Material shown:
▼▼▼

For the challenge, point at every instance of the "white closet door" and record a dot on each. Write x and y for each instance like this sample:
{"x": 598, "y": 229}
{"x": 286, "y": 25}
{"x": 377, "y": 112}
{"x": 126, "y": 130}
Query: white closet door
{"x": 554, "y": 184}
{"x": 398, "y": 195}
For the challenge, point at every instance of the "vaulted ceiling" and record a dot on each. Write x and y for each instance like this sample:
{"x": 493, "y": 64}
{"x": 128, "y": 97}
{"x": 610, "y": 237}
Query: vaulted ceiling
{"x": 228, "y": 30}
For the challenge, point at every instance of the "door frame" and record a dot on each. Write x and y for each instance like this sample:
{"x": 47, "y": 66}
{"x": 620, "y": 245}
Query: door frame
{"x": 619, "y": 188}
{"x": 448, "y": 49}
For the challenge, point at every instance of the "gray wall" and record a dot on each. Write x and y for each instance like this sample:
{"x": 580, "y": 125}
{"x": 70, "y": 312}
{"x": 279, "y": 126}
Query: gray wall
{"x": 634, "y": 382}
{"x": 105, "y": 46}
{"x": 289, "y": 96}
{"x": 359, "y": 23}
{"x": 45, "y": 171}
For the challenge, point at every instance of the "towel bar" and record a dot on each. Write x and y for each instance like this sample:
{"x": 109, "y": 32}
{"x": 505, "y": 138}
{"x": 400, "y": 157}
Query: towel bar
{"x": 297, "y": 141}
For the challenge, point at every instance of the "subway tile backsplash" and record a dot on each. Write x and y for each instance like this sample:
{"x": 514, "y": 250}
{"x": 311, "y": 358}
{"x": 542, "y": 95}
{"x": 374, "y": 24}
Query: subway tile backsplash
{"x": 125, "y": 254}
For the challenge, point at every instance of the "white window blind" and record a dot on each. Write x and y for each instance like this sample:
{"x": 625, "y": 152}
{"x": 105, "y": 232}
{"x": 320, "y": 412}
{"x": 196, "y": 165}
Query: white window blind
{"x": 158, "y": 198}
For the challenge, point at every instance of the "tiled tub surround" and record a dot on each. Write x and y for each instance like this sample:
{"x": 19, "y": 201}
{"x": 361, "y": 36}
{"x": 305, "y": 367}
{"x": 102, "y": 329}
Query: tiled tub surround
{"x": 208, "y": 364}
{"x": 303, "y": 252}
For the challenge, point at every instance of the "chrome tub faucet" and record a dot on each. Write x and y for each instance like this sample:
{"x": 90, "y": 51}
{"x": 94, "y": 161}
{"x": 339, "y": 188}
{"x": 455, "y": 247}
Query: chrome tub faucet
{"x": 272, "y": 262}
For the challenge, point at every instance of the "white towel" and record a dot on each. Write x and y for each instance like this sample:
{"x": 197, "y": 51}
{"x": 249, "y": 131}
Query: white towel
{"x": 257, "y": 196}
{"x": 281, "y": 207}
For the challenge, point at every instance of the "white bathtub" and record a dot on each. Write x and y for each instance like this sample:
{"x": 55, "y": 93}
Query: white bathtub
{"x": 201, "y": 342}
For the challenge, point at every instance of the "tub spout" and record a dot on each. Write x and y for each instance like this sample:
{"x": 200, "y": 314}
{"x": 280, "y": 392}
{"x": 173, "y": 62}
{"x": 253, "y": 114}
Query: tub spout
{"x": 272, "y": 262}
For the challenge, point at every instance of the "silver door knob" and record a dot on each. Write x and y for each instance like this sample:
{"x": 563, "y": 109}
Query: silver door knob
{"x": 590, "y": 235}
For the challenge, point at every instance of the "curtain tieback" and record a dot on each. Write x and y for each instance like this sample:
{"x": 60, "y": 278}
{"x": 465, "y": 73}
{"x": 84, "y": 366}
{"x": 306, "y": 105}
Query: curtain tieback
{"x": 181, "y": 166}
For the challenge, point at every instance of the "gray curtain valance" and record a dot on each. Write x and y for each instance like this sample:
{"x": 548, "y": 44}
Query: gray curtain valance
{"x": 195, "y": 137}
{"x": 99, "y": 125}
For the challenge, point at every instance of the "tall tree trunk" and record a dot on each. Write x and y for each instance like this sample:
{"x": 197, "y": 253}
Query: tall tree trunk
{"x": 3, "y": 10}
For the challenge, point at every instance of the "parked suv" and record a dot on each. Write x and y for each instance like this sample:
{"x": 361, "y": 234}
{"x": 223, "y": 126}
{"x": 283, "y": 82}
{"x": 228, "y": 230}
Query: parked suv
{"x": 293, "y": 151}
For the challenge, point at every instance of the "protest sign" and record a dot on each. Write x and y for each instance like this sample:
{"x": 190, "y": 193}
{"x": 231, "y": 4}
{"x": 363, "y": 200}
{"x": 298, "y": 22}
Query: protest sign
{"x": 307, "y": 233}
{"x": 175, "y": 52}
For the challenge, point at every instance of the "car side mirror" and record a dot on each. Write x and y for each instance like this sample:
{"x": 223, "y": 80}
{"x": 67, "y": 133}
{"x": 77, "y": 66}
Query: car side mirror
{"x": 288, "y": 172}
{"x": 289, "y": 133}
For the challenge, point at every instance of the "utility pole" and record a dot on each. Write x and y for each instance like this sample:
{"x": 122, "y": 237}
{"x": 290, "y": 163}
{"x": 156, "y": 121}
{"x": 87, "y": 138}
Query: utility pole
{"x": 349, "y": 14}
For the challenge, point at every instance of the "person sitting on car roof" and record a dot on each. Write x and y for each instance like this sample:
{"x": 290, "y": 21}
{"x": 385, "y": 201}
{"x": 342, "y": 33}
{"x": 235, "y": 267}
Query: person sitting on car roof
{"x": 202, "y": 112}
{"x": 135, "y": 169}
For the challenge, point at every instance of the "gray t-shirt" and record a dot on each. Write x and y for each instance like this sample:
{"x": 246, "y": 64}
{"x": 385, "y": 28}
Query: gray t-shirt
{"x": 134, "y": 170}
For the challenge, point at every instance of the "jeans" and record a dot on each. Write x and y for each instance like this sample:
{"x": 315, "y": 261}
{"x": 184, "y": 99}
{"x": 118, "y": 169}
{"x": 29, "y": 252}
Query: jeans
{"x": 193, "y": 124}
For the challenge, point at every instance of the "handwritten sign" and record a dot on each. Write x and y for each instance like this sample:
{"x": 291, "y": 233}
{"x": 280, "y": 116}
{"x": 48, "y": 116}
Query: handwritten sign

▲▲▲

Task prompt: Report every line of the records that contains the word "tall", copying each line in full.

Expected answer:
For the challenge, point at every instance of the "tall tree trunk" and record a dot on each. Write x and y for each instance like this sample:
Query: tall tree trunk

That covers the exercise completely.